_PROBLEM_: The records below are to be retyped in full, without any alteration.

TASK INPUT section start

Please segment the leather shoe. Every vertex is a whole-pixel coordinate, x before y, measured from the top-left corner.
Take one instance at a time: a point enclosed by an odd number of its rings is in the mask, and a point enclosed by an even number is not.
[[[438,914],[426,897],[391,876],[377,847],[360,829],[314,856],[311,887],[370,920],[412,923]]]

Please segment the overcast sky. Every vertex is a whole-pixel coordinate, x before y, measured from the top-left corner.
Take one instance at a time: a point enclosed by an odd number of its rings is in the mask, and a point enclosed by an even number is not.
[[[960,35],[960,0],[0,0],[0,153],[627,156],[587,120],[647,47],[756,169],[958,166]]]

TASK INPUT section end

_RESPONSE TO THIS TASK_:
Please segment the leather shoe. Every vertex is a whole-pixel coordinate, x before y, measured from the top-left corner.
Take one instance at a time: a point enclosed by an odd number of its rings is in the mask, and a point enclosed by an even number is not.
[[[438,914],[426,897],[391,876],[377,847],[360,829],[314,856],[311,887],[370,920],[412,923]]]

Please segment the overcast sky. Every vertex is a whole-pixel coordinate, x before y, measured from the top-left corner.
Take one instance at a time: a point enclosed by an odd number of its rings is in the mask, and a point enclosed by an even number is not.
[[[960,35],[960,0],[0,0],[0,153],[627,156],[587,120],[647,47],[756,169],[958,166]]]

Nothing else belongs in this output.